Available data:

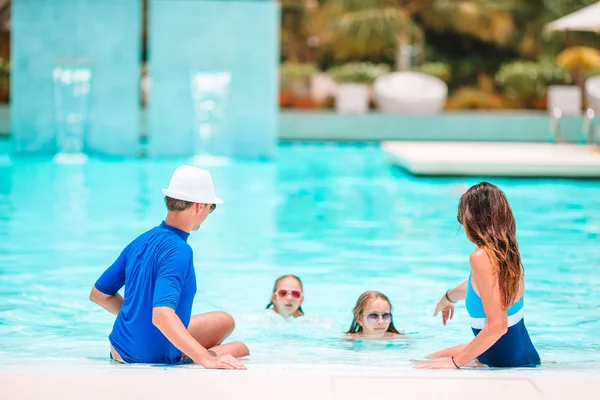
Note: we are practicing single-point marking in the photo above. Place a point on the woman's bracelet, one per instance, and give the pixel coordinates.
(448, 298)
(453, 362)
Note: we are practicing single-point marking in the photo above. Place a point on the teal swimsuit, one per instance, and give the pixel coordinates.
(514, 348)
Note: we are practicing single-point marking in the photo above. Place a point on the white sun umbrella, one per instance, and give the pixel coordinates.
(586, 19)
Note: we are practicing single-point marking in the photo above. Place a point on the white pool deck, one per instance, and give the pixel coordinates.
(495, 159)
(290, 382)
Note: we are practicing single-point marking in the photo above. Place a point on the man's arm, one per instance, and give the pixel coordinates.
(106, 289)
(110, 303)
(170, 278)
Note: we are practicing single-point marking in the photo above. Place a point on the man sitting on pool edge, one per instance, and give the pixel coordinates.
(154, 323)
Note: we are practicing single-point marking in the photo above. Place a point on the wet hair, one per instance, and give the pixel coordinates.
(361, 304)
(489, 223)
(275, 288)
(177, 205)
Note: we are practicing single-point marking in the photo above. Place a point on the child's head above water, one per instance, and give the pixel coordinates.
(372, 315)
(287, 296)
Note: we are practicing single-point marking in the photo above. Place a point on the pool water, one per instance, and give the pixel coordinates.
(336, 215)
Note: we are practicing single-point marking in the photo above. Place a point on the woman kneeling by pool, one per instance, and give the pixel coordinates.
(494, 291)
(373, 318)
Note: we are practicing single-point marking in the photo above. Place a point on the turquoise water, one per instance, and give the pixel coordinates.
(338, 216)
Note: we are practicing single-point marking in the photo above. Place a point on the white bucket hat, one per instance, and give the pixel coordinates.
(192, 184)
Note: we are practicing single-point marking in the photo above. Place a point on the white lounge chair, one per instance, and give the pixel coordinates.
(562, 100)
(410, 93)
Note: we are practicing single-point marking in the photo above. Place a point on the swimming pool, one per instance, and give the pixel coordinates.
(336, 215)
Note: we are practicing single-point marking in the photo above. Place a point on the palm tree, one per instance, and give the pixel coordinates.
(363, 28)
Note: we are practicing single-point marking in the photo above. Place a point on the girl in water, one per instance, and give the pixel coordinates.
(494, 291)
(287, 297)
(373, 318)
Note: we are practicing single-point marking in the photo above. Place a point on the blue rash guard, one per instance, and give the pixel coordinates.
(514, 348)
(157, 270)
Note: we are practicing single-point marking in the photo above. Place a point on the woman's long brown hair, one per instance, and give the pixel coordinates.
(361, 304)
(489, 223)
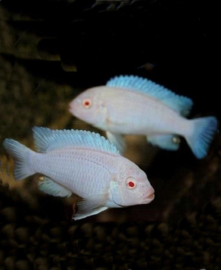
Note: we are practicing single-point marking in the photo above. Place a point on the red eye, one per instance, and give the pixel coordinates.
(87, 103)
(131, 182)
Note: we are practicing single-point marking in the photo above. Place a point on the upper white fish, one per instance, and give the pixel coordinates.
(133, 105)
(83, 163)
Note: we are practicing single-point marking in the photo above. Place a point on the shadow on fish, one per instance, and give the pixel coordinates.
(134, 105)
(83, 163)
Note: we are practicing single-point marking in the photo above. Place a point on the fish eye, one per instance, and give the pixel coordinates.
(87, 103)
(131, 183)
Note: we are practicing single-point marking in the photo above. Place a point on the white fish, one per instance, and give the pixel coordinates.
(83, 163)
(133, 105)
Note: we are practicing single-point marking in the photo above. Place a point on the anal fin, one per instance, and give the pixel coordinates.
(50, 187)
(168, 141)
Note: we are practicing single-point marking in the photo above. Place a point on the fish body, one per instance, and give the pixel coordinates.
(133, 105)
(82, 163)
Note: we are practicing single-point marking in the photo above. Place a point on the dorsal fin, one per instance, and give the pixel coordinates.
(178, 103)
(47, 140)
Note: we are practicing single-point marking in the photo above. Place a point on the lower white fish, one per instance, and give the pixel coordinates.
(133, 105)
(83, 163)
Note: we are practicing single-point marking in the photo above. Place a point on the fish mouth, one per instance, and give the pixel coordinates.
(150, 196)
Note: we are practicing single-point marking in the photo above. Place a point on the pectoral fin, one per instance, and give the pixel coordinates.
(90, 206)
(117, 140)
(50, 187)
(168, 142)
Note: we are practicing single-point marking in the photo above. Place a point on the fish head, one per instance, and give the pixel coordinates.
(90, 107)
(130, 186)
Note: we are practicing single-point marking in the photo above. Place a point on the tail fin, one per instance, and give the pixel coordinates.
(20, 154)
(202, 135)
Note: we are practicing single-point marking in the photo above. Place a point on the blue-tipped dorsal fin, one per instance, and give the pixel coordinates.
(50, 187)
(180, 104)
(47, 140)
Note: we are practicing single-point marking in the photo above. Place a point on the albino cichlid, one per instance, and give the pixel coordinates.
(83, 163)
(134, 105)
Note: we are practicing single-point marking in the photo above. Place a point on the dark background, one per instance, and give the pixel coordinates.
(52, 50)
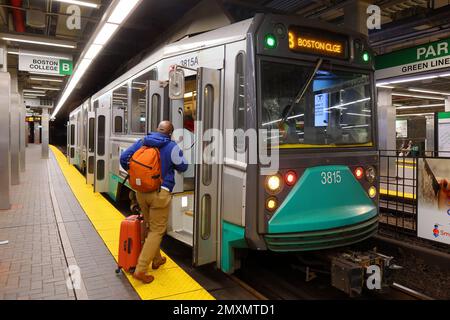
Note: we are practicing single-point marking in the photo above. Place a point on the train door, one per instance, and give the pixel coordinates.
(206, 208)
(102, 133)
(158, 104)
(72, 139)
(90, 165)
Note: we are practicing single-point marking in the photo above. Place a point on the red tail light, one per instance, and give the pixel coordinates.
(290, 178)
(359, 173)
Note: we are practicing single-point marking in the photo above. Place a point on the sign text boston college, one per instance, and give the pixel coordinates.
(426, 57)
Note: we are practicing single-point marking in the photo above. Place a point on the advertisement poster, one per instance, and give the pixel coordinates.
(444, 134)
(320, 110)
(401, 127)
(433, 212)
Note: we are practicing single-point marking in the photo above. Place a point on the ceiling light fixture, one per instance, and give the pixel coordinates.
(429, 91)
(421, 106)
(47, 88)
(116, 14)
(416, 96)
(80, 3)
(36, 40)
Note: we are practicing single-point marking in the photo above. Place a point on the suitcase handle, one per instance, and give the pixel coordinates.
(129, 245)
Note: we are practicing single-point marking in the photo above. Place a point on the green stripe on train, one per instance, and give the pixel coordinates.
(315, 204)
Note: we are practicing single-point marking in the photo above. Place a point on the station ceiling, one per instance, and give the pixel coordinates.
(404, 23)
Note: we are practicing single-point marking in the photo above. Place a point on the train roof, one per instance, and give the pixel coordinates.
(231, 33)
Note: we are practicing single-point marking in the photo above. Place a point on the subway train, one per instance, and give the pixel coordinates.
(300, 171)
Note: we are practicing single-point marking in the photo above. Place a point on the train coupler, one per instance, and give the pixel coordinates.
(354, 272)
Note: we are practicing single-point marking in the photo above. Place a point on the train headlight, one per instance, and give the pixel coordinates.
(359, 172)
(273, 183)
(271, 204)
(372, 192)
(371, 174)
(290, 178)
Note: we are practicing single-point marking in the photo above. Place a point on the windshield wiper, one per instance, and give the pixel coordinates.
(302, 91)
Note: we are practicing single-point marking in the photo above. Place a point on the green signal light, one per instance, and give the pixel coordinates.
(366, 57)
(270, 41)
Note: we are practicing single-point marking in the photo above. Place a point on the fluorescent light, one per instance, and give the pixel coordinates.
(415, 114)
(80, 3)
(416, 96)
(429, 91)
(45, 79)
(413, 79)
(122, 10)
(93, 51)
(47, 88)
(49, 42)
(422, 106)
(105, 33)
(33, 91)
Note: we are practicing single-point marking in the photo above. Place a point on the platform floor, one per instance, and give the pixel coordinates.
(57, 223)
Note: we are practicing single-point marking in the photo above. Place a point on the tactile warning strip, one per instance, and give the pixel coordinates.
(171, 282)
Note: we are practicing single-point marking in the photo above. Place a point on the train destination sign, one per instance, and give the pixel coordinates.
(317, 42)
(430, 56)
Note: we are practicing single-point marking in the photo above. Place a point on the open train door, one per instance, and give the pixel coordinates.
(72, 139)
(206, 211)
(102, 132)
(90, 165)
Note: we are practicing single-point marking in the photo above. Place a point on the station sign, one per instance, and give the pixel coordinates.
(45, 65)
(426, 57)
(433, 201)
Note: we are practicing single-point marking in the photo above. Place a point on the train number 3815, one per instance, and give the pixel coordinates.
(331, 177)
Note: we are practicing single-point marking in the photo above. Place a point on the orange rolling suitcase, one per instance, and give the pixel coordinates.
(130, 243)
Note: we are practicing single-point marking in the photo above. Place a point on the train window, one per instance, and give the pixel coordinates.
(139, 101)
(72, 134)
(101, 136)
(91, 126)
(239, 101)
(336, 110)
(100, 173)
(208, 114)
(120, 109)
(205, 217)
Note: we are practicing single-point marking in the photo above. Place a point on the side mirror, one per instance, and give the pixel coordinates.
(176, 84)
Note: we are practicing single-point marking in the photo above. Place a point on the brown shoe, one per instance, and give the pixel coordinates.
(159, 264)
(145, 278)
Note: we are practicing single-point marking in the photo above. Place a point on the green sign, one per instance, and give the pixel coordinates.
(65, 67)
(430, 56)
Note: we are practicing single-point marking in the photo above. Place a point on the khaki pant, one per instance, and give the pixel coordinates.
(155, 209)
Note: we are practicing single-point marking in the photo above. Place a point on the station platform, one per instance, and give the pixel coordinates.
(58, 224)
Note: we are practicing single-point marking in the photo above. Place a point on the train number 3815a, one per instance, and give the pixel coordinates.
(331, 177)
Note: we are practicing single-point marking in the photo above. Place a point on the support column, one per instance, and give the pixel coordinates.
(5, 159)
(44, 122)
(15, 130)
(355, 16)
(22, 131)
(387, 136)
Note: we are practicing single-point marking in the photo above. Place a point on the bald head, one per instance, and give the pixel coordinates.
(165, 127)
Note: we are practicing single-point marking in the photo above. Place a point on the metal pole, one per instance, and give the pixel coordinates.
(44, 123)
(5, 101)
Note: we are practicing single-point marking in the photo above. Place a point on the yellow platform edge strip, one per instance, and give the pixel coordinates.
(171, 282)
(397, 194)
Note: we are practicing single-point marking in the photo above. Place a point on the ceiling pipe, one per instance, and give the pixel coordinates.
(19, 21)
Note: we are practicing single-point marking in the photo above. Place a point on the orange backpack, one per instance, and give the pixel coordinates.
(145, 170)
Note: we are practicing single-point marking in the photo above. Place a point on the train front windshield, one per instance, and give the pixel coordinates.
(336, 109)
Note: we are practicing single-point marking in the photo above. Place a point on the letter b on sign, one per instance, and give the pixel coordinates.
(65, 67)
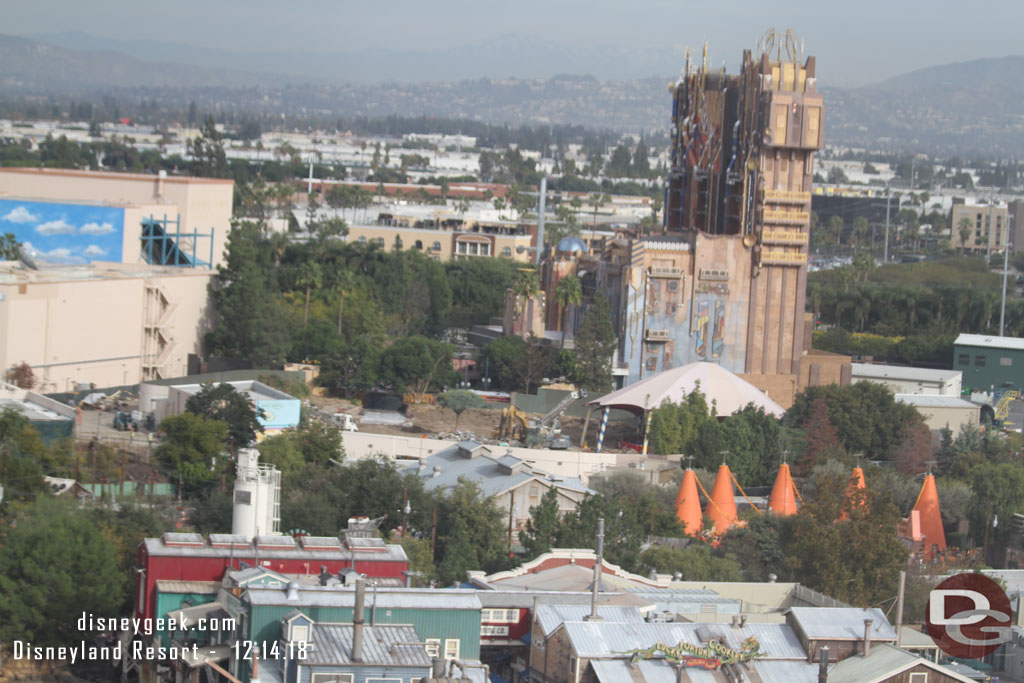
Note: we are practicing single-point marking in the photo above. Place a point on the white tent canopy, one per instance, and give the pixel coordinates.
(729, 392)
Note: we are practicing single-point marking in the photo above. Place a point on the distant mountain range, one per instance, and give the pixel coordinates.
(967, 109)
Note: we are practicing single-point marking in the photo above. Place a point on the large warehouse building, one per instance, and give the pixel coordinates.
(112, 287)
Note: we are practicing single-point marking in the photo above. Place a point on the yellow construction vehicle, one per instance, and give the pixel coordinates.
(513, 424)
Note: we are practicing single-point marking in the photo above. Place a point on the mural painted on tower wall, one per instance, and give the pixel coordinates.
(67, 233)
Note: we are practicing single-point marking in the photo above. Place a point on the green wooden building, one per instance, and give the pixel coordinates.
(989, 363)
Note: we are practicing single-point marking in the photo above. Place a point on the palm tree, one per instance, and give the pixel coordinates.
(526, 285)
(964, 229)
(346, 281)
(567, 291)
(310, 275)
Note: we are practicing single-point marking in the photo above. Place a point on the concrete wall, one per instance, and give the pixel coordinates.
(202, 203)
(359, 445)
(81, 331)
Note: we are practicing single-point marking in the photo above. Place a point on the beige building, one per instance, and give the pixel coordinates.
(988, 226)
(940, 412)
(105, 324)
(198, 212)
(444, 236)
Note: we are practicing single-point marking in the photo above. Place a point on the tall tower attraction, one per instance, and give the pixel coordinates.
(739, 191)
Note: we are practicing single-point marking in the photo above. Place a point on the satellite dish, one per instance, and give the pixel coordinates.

What the exercise asks: Everything from the line with "on the tall" to the last line of the entries above is to be retyped exactly. Include both ends.

Written answer:
Note: we are practicing single-point marking in the photo above. Place a point on the tall tower attraction, one per instance, and give the pixel coordinates.
(739, 191)
Note: we are practicing single-point marking in the photo above. Place a point on the satellite dish, one per instance, and give the pixel coordinates.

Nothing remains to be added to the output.